╭─ Data for this exercise
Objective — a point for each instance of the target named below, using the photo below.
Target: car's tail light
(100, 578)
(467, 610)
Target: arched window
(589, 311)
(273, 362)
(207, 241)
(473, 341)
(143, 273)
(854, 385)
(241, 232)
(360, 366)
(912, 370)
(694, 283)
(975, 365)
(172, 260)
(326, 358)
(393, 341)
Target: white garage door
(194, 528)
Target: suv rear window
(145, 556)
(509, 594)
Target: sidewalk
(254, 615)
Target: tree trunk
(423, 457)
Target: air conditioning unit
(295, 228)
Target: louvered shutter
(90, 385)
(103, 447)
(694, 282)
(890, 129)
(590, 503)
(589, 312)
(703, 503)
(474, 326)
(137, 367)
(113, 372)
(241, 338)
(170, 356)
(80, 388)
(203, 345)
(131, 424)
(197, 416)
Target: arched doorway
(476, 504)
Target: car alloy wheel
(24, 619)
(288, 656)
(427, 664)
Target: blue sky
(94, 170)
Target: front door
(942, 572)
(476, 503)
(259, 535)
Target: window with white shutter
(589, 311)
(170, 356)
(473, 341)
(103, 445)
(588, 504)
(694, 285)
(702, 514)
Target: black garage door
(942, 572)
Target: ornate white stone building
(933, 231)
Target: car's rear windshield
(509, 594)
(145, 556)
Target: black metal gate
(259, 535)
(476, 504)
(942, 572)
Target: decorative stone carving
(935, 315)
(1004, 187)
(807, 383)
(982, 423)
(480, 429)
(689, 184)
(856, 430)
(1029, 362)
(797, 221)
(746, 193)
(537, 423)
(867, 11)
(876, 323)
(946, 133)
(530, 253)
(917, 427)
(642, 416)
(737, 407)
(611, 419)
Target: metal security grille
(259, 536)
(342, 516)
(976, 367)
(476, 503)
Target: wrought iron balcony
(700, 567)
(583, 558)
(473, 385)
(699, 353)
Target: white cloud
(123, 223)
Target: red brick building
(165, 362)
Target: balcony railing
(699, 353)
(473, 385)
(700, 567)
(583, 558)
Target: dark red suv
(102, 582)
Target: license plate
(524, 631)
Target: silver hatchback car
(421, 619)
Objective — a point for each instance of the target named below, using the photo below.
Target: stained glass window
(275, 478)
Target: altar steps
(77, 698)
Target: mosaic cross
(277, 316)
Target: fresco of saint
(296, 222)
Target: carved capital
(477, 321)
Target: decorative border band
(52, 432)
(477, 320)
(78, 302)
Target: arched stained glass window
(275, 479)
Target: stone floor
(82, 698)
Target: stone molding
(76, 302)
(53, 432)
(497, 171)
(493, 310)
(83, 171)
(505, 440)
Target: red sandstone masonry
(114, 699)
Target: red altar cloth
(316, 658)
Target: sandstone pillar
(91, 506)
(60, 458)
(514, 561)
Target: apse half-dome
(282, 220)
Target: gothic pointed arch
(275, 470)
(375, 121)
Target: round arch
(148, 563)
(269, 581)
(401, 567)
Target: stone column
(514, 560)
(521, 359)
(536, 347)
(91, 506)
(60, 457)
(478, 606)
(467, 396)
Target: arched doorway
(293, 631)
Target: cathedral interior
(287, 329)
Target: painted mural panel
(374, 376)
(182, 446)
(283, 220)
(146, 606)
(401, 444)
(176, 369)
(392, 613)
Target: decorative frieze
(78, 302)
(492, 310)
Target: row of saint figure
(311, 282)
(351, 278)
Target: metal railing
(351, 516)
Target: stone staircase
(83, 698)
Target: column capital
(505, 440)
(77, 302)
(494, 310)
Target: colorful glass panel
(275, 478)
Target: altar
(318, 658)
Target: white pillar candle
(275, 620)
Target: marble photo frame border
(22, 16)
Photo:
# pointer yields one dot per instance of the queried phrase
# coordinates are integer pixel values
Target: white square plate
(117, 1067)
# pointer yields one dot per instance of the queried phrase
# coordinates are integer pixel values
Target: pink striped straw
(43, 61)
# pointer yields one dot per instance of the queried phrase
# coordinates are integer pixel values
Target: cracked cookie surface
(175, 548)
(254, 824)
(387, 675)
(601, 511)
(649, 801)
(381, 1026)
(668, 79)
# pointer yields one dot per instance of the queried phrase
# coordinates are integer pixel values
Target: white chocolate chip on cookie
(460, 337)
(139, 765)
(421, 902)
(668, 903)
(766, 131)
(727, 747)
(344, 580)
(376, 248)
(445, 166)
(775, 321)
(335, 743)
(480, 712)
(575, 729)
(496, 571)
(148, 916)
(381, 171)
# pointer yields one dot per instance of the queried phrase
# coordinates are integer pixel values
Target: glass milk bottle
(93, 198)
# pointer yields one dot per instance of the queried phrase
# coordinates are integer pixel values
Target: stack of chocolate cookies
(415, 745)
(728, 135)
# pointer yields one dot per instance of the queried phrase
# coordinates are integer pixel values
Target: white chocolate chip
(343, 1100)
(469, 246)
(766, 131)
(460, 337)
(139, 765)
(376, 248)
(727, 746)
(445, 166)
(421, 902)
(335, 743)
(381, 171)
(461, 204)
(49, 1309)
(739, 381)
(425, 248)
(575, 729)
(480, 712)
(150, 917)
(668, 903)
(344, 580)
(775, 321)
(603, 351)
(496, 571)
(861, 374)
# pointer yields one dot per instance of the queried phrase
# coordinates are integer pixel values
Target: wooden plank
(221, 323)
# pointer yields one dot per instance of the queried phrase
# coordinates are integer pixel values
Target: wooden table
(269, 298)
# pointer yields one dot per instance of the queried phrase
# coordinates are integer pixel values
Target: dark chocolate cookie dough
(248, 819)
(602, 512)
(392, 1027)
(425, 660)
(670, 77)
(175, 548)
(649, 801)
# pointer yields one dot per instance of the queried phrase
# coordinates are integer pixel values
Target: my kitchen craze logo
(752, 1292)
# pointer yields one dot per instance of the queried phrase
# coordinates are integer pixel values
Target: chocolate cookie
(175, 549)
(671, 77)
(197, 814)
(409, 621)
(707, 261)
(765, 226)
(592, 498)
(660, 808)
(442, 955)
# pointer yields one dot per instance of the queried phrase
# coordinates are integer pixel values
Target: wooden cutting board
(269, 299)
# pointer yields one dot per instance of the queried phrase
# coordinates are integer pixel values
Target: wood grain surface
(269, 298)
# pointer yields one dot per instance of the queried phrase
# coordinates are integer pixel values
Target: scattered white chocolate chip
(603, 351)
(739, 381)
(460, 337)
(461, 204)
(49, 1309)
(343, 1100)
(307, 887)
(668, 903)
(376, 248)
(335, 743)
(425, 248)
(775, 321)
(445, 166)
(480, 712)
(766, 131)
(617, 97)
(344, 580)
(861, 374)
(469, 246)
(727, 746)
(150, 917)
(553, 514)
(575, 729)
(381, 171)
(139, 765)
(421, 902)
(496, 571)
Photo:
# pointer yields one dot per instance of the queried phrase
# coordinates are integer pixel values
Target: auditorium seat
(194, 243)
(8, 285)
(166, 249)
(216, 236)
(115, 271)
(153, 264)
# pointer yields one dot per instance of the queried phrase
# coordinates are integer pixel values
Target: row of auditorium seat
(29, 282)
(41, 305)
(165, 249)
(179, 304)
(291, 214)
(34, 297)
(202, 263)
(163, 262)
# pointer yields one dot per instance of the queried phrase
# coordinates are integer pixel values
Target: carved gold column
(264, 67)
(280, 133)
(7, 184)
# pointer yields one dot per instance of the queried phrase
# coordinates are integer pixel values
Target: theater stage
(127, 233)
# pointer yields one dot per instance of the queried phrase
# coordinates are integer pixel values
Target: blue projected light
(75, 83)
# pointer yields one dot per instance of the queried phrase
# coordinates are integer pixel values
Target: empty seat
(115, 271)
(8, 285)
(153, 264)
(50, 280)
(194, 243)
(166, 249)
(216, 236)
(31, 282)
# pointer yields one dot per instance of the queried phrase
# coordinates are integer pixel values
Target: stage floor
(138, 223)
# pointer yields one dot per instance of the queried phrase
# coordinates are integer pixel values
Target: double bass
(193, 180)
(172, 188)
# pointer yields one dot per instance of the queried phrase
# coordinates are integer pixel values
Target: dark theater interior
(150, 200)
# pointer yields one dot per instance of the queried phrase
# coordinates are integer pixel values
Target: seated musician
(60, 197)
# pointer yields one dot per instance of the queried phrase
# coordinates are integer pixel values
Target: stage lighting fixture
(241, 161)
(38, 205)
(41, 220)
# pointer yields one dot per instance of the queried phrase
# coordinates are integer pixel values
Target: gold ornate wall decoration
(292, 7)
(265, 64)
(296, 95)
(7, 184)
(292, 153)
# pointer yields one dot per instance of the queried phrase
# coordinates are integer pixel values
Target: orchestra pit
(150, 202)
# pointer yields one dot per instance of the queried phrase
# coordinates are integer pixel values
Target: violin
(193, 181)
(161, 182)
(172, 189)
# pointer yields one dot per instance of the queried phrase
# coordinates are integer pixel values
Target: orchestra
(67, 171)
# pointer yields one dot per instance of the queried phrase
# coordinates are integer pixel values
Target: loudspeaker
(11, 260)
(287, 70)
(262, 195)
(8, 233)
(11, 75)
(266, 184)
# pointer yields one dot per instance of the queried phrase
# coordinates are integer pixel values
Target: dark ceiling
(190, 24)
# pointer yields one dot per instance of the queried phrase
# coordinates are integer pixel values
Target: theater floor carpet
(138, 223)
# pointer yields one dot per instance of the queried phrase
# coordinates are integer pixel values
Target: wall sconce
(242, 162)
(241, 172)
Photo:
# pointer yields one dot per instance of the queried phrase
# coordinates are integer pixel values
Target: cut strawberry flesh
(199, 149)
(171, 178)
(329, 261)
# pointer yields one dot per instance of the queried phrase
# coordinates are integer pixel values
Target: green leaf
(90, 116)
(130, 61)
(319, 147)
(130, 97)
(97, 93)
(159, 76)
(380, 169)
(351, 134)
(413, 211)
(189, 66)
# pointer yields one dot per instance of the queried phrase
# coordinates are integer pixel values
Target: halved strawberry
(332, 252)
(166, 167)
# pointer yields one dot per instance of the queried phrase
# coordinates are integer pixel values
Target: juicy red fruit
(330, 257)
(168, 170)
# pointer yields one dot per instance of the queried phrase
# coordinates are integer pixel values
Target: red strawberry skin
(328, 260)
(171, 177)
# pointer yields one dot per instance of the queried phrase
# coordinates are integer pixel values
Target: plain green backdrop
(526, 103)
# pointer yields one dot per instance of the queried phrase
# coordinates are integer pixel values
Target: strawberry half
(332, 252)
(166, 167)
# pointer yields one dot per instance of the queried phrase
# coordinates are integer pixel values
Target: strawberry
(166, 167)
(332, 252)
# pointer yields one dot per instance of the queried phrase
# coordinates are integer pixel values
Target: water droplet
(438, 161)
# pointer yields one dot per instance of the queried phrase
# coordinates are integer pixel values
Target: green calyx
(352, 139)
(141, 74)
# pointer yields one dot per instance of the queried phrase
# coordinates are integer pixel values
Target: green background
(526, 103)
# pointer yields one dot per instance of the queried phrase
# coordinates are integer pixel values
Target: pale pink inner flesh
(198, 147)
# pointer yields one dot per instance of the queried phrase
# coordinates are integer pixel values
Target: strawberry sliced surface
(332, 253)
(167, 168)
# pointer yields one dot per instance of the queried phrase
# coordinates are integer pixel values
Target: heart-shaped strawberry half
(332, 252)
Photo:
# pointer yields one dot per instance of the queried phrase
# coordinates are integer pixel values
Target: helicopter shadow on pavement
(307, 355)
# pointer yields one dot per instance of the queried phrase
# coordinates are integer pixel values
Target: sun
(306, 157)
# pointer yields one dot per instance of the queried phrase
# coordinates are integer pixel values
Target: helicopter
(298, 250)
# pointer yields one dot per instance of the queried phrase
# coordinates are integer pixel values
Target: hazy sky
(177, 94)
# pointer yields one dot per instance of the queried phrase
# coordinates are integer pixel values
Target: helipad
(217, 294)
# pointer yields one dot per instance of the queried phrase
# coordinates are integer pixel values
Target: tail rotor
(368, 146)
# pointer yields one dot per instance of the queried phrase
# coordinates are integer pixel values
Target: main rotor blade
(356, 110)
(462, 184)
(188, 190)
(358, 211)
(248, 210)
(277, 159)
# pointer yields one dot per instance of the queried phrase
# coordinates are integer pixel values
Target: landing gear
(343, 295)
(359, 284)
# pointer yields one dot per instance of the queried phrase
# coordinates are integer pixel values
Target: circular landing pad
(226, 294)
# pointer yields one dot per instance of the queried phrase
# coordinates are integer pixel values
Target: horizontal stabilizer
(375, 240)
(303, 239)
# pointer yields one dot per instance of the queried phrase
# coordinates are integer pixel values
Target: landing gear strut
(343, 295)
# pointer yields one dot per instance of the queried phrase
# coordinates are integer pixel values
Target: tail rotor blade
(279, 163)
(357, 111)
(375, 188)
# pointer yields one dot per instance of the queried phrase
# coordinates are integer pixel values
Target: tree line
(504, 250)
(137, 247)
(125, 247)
╰─
(Written task):
Tally the lines of the records that contain the word "carved" and reply with the count alone.

(Completed exercise):
2